| Data provided |
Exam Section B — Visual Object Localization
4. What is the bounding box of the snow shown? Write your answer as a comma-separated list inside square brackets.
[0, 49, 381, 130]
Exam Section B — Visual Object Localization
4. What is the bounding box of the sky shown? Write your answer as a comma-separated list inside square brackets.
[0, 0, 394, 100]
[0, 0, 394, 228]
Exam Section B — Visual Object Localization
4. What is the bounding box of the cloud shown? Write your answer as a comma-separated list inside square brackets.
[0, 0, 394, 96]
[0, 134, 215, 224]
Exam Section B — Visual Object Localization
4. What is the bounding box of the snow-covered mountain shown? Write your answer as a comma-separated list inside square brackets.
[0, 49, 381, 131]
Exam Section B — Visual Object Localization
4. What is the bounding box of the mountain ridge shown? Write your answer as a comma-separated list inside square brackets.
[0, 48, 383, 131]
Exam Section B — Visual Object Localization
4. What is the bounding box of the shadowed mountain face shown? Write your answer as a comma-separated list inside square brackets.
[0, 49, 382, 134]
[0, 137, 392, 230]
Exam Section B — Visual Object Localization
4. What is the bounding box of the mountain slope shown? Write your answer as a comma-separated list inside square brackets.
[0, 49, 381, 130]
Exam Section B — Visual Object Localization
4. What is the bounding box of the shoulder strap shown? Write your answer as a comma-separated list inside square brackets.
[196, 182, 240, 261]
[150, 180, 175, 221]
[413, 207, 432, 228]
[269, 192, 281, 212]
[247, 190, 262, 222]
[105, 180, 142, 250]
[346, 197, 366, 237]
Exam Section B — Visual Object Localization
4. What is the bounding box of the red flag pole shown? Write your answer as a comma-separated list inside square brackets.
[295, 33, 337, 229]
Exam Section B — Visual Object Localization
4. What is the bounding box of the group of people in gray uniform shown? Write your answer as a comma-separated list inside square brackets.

| To do |
Return the rows from the start through the line containing "[0, 48, 383, 131]", including that line, reproducing each line exactly.

| Expected output |
Exam Section B — Visual Object Localization
4. What is the bounding box of the snow shown? Write your answer as a comma-separated list inside square brackets.
[0, 49, 381, 130]
Exam Section B — Visual Object Localization
4. What is the bounding box of the sky shown? Write your answer as a comma-separated list inside square brackets.
[0, 0, 394, 100]
[0, 0, 394, 228]
Exam Section B — Visual Object Localization
4. What is the bounding box of the cloud shown? Write your answer as a comma-separated list inside square brackets.
[0, 0, 394, 96]
[0, 134, 215, 224]
Exam Section B — Visual Object Localization
4. What is the bounding box of the snow-covered mountain shown? Write your answer as a comma-separated list inside square brackets.
[0, 49, 381, 131]
Exam Section B — Visual Object Localization
4. What is the bounding box of the mountain ridge shown? Write your answer as a comma-separated list inside square brackets.
[0, 48, 383, 131]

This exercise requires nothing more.